Saved entries:
★ ★ ★ ★

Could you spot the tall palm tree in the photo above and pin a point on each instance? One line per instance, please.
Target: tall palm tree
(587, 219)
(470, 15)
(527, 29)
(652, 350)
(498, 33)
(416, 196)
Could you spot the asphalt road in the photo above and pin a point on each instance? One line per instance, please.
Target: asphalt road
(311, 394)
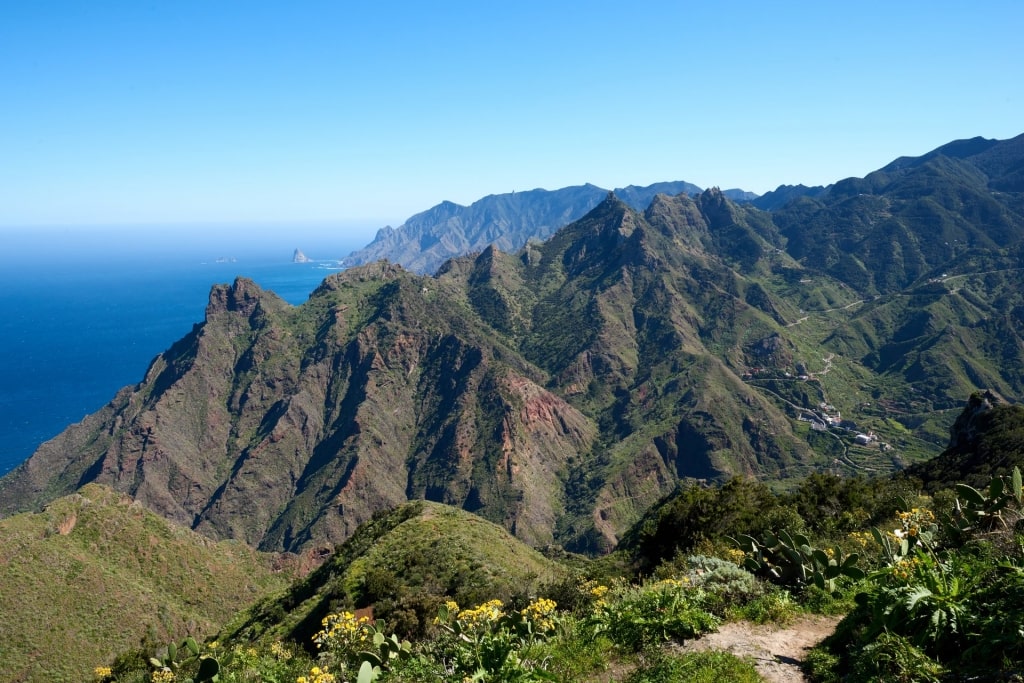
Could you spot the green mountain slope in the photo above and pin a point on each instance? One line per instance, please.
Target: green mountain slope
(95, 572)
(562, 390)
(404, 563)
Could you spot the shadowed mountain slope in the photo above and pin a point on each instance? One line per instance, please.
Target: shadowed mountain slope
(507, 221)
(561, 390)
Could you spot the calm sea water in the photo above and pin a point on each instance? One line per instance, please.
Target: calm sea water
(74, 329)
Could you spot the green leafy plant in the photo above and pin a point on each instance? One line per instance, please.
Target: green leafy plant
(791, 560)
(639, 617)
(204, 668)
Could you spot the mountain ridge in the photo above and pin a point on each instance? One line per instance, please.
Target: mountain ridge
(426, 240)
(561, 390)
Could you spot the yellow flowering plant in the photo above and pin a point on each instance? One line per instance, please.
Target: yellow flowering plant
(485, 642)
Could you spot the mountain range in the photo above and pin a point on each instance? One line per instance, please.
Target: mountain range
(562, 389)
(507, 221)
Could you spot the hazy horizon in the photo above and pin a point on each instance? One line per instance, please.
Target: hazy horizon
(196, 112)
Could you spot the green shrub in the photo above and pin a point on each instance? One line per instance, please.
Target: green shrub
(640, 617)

★ ★ ★ ★

I need exact copies of the lines from the one holding "Could you spot the hazy" through the end of the records above, and nothing beyond them.

Could you spot the hazy horizon in the photo above and pin a point on each instance? One line per instance, please.
Target: hazy horizon
(196, 112)
Could you spot the green shrub in the photo above and pin a point on each instance? One line per instance, please.
Target: green shrub
(640, 617)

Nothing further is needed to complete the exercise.